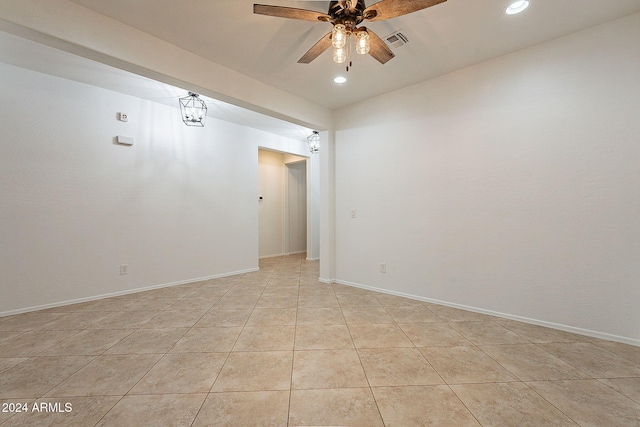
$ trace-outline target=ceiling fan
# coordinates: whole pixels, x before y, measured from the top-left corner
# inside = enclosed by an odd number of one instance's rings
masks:
[[[363,21],[376,22],[396,18],[445,1],[447,0],[381,0],[367,7],[364,0],[337,0],[329,3],[329,11],[326,14],[293,7],[254,4],[253,13],[304,21],[328,22],[333,25],[332,31],[321,38],[298,60],[300,64],[309,64],[331,46],[334,48],[334,62],[345,62],[348,55],[347,41],[352,35],[356,40],[356,53],[368,53],[381,64],[385,64],[395,56],[394,53],[376,33],[367,27],[358,27],[358,25]]]

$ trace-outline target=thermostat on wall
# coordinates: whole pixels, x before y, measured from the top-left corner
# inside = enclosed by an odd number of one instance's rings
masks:
[[[118,135],[116,142],[122,145],[133,145],[133,137]]]

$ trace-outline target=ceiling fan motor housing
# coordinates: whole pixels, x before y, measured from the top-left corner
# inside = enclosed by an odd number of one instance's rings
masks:
[[[340,0],[332,1],[329,4],[329,16],[331,16],[331,23],[342,24],[347,29],[347,34],[351,34],[358,24],[364,21],[364,10],[366,5],[364,0]]]

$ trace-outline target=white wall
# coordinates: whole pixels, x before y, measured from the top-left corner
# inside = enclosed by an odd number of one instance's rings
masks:
[[[335,131],[320,132],[320,281],[332,283],[336,269],[336,137]]]
[[[638,40],[640,14],[337,111],[337,279],[640,344]]]
[[[257,268],[258,141],[303,143],[187,127],[177,108],[1,63],[0,75],[0,314]]]

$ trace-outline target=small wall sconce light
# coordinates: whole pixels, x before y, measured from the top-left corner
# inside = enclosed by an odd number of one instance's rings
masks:
[[[320,133],[317,130],[314,130],[313,133],[307,137],[307,142],[309,143],[309,151],[311,151],[311,153],[316,154],[320,151]]]
[[[187,126],[204,127],[207,118],[207,104],[197,93],[189,92],[189,96],[180,98],[180,113],[182,121]]]

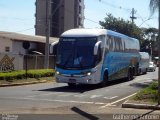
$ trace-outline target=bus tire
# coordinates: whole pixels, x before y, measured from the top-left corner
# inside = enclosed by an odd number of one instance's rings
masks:
[[[130,68],[127,74],[127,80],[130,81],[133,79],[133,70]]]
[[[141,69],[139,69],[138,75],[141,75],[141,74],[142,74],[142,71],[141,71]]]
[[[147,68],[145,69],[145,72],[144,72],[144,74],[147,74]]]
[[[74,87],[76,86],[76,83],[68,83],[68,86],[69,86],[70,88],[74,88]]]
[[[135,75],[138,76],[139,75],[139,63],[137,63],[136,68],[135,68]]]
[[[105,87],[107,83],[108,83],[108,72],[105,72],[103,76],[103,81],[100,83],[100,86]]]

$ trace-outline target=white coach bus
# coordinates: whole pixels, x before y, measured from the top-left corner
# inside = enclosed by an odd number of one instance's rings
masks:
[[[56,81],[104,86],[111,80],[131,80],[138,74],[139,49],[139,40],[111,30],[68,30],[56,49]]]

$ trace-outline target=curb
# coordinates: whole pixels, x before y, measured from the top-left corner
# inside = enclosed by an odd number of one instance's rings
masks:
[[[47,80],[41,81],[33,81],[33,82],[23,82],[23,83],[11,83],[11,84],[1,84],[0,87],[11,87],[11,86],[21,86],[21,85],[31,85],[31,84],[38,84],[38,83],[47,83]]]
[[[160,110],[160,105],[135,104],[135,103],[126,103],[126,102],[124,102],[124,103],[122,104],[122,108]]]

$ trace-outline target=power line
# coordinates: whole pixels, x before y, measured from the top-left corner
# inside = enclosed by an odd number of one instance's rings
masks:
[[[56,10],[58,10],[58,8],[57,8]],[[52,13],[51,16],[53,16],[53,15],[55,14],[56,10],[54,11],[54,13]],[[71,10],[69,10],[69,9],[67,9],[67,8],[64,8],[64,10],[65,10],[66,12],[70,13],[70,14],[74,14],[73,11],[71,11]],[[99,24],[99,22],[94,21],[93,19],[90,19],[90,18],[83,17],[83,19],[85,19],[85,20],[87,20],[87,21],[90,21],[90,22],[92,22],[92,23],[95,23],[95,24]],[[38,19],[37,21],[41,21],[41,20],[45,21],[46,18],[41,18],[41,19]],[[53,21],[52,21],[52,23],[53,23]],[[39,25],[40,25],[40,24],[39,24]]]
[[[104,0],[99,0],[99,2],[101,2],[101,3],[103,3],[103,4],[107,5],[107,6],[111,6],[111,7],[113,7],[113,8],[122,9],[122,10],[124,10],[124,11],[126,11],[126,12],[130,12],[130,11],[131,11],[131,9],[129,9],[129,8],[124,8],[124,7],[121,7],[121,6],[117,6],[117,5],[108,3],[108,2],[106,2],[106,1],[104,1]],[[132,16],[130,17],[130,18],[132,19],[132,22],[134,22],[134,19],[137,18],[137,17],[135,18],[135,16],[134,16],[135,13],[136,13],[136,11],[134,11],[134,10],[132,9]],[[158,19],[158,18],[157,18],[157,17],[155,17],[155,18],[149,17],[149,18],[147,18],[146,20],[144,20],[144,18],[140,16],[140,19],[142,20],[142,23],[140,24],[140,26],[141,26],[141,25],[143,25],[146,21],[148,21],[148,20],[150,20],[150,19]],[[146,23],[145,23],[145,24],[146,24]],[[146,24],[146,25],[147,25],[148,27],[150,27],[150,25],[148,25],[148,24]]]
[[[100,1],[101,3],[103,3],[104,5],[107,5],[107,6],[110,6],[110,7],[113,7],[113,8],[121,9],[121,10],[124,10],[124,11],[126,11],[126,12],[130,12],[130,11],[131,11],[131,9],[129,9],[129,8],[124,8],[124,7],[122,7],[122,6],[117,6],[117,5],[108,3],[108,2],[106,2],[106,1],[104,1],[104,0],[99,0],[99,1]]]
[[[34,28],[28,28],[28,29],[23,29],[23,30],[19,30],[19,31],[16,31],[16,32],[24,32],[24,31],[28,31],[28,30],[32,30]]]
[[[146,21],[151,20],[151,19],[152,19],[151,16],[144,20],[144,18],[141,17],[141,15],[139,15],[139,14],[137,14],[137,15],[138,15],[139,18],[142,20],[142,23],[141,23],[138,27],[141,27],[143,24],[146,24],[148,27],[150,27],[150,25],[148,25],[148,24],[146,23]]]
[[[14,19],[14,20],[19,20],[19,21],[31,21],[31,19],[18,18],[18,17],[5,17],[5,16],[0,16],[0,19]]]
[[[24,31],[28,31],[28,30],[32,30],[32,29],[34,29],[34,28],[27,28],[27,29],[23,29],[23,30],[19,30],[19,31],[14,31],[14,32],[18,33],[18,32],[24,32]],[[11,34],[11,33],[2,33],[2,34]]]

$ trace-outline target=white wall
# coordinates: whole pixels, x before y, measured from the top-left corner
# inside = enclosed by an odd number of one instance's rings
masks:
[[[14,53],[14,54],[25,54],[25,49],[22,47],[22,42],[13,41],[12,53]]]
[[[25,54],[25,49],[23,48],[23,41],[13,41],[12,53],[14,54]],[[30,43],[29,49],[36,49],[36,43]]]
[[[12,51],[12,40],[0,37],[0,53],[5,53],[5,47],[10,47]]]
[[[0,37],[0,72],[23,70],[25,49],[23,41],[10,40]],[[10,47],[10,52],[5,52],[5,47]],[[30,43],[29,49],[36,49],[36,43]]]
[[[23,70],[23,55],[0,53],[0,72]]]

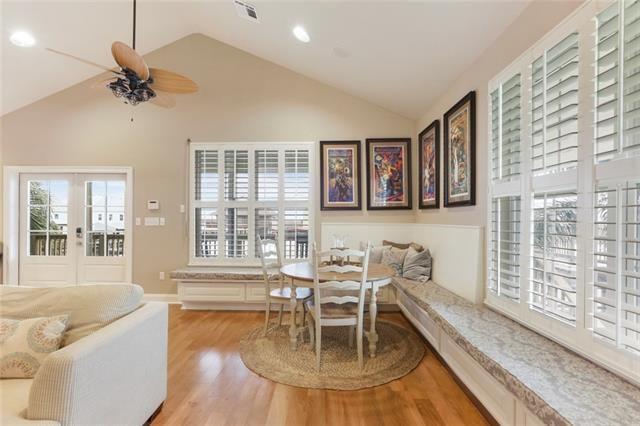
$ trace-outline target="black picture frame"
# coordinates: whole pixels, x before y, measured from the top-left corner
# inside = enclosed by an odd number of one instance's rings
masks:
[[[360,154],[360,141],[320,141],[320,210],[322,211],[340,211],[340,210],[362,210],[362,173],[360,167],[362,166],[362,157]],[[332,203],[329,200],[328,185],[325,182],[328,179],[328,156],[326,151],[335,148],[352,148],[354,149],[353,155],[353,173],[352,177],[355,180],[353,183],[353,198],[354,202],[350,204],[339,205],[338,203]]]
[[[458,170],[450,170],[451,165],[451,132],[455,129],[451,128],[451,120],[456,120],[459,114],[468,108],[468,154],[466,154],[464,163],[464,173],[467,175],[467,195],[460,196],[451,195],[451,180],[454,178],[452,173],[460,173]],[[444,114],[444,206],[475,206],[476,204],[476,92],[471,91],[460,99],[453,107]],[[468,160],[467,160],[468,159]],[[459,177],[459,176],[458,176]],[[457,178],[455,178],[457,179]],[[452,199],[457,198],[457,199]]]
[[[402,202],[388,201],[382,204],[375,200],[375,182],[372,181],[373,165],[371,152],[377,147],[402,147],[405,158],[402,158],[403,182],[402,191],[404,200]],[[412,182],[411,182],[411,138],[374,138],[366,141],[367,160],[367,210],[411,210],[412,205]]]
[[[434,138],[434,158],[435,158],[435,200],[431,203],[425,201],[424,187],[425,187],[425,168],[424,168],[424,156],[425,156],[425,137],[433,132]],[[418,135],[418,208],[426,209],[439,209],[440,208],[440,120],[434,120]]]

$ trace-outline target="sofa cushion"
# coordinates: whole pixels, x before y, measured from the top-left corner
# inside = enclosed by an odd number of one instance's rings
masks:
[[[0,380],[0,425],[59,426],[53,420],[28,420],[29,391],[33,379]]]
[[[137,309],[143,293],[135,284],[0,286],[0,314],[13,319],[69,315],[62,341],[67,346]]]
[[[0,318],[0,379],[30,379],[62,343],[68,315]]]
[[[402,266],[402,276],[410,280],[427,281],[431,277],[431,253],[409,248]]]

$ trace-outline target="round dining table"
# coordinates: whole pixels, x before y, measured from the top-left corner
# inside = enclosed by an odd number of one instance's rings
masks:
[[[280,268],[280,274],[291,280],[291,312],[296,312],[296,288],[314,288],[314,272],[311,262],[290,263]],[[365,337],[369,342],[369,356],[376,356],[376,348],[378,345],[378,333],[376,332],[376,317],[378,315],[378,298],[377,293],[381,287],[391,283],[391,277],[395,274],[393,268],[381,263],[370,263],[367,272],[367,290],[369,291],[369,331],[365,331]],[[321,272],[320,281],[332,280],[354,280],[360,281],[361,274],[358,272],[349,272],[338,274],[335,272]],[[302,331],[298,328],[295,321],[291,321],[289,326],[289,340],[291,350],[296,350],[298,346],[298,334]]]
=-=-=
Your task —
Where a line of the records has the string "ceiling", copy that line.

Problem solution —
$ trace-outline target=ceiling fan
$ trace-outline target=ceiling fan motor housing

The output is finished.